Description of the task » Lay out everything from the line containing "Objective — one point per instance of the reflection on water" down to the line containing "(564, 1064)" as a two-column CSV with the headers entry and answer, one row per entry. Put each entry's text and its answer in one quoted field apiece, and turn any line breaks into spaces.

☆ ☆ ☆ ☆ ☆ ☆ ☆

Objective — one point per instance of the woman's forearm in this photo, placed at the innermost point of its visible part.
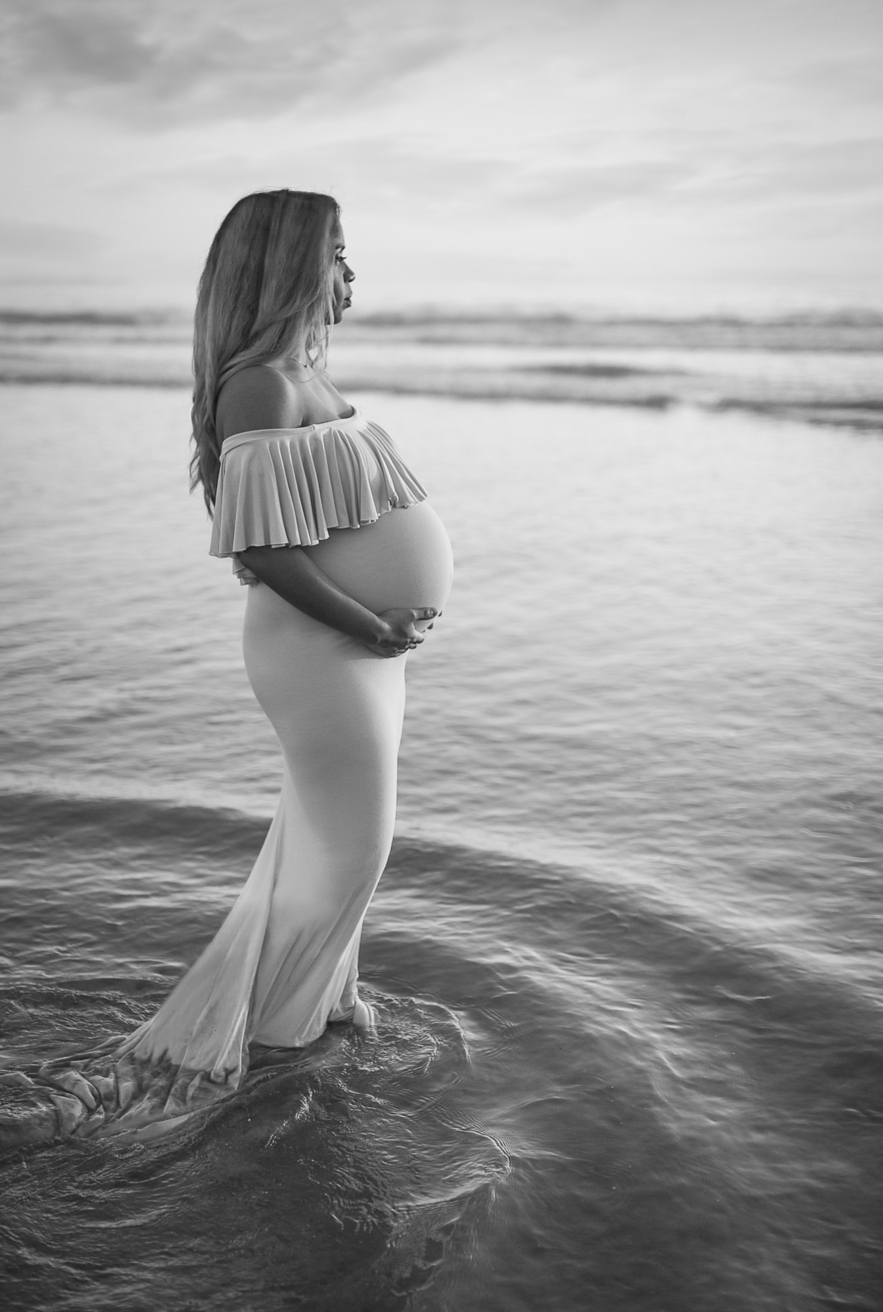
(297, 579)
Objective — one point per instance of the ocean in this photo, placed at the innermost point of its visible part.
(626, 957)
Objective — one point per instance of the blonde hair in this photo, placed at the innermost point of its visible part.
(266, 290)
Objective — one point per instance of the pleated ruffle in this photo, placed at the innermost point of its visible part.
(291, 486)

☆ ☆ ☆ ☆ ☆ ☆ ☆

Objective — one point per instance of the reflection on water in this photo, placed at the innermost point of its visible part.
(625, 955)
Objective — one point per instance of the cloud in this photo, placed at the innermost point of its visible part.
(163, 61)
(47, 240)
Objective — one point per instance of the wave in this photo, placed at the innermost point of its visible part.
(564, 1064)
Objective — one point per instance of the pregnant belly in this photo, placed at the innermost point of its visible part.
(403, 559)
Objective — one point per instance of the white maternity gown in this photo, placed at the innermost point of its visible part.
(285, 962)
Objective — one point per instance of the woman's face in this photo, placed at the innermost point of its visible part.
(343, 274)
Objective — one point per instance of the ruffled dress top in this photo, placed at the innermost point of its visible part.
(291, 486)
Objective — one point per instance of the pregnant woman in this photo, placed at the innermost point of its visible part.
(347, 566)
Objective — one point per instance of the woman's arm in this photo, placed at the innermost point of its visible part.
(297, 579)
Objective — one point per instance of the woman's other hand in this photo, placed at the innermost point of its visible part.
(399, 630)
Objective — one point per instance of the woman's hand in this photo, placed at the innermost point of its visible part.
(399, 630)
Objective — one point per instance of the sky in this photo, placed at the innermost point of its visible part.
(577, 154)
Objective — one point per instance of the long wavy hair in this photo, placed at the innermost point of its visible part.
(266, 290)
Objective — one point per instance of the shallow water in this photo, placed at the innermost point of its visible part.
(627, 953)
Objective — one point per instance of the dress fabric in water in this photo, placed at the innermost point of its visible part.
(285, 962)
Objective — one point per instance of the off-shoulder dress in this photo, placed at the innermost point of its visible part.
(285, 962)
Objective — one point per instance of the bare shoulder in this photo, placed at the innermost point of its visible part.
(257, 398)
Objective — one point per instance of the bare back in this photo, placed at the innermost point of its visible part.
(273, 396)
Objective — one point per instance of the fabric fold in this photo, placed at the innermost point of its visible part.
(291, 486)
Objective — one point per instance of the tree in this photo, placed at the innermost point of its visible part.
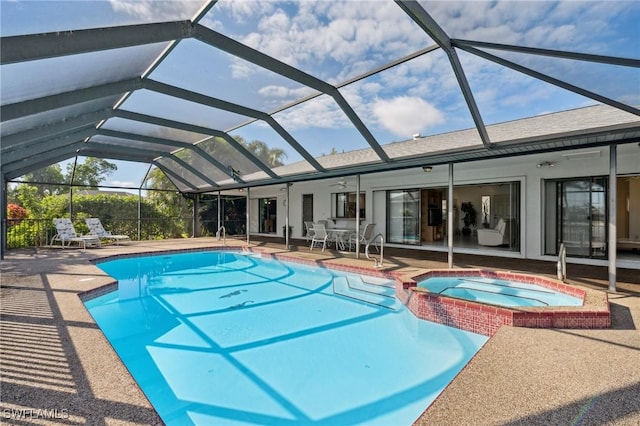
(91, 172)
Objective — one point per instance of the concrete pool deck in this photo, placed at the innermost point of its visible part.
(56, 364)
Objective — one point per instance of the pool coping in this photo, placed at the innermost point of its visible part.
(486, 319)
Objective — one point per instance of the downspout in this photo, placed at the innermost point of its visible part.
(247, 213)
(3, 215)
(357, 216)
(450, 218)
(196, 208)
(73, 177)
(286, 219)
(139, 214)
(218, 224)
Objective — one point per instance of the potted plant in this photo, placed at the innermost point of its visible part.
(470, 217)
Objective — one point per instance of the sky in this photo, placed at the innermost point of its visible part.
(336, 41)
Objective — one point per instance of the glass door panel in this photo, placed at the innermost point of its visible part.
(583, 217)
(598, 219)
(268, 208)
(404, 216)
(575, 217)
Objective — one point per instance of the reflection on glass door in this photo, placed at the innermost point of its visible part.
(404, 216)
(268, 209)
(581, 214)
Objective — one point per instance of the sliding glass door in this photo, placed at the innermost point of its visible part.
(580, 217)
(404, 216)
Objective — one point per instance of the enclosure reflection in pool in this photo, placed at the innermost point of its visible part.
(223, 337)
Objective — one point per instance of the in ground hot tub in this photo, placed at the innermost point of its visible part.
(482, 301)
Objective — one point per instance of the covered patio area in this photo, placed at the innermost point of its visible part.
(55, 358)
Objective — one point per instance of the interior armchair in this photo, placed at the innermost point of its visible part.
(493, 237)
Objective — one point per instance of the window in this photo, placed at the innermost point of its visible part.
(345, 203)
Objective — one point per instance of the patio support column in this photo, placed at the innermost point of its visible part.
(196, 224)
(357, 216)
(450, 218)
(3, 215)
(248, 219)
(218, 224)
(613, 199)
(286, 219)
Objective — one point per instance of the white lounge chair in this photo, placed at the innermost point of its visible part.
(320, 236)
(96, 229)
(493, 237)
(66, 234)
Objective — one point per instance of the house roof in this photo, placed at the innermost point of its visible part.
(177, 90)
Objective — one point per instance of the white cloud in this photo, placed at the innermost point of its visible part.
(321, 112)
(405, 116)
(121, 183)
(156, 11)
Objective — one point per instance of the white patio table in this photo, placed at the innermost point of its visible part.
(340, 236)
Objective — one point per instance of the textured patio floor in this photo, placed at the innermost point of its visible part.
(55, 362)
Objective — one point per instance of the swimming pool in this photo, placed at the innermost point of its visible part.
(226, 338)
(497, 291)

☆ ☆ ☆ ☆ ☆ ☆ ☆

Written reply »
entry,answer
"Objective — one point per instance of the reflection on water in this photo, placed at the innermost point of its visible part.","(625, 955)"
"Objective — one point per instance of the cloud in this photo, placed at the innermost point of its visible part.","(163, 61) (47, 240)"
"Objective — one point per instance of the wave in this photo, placed at the innermost point of its visible part.","(564, 1064)"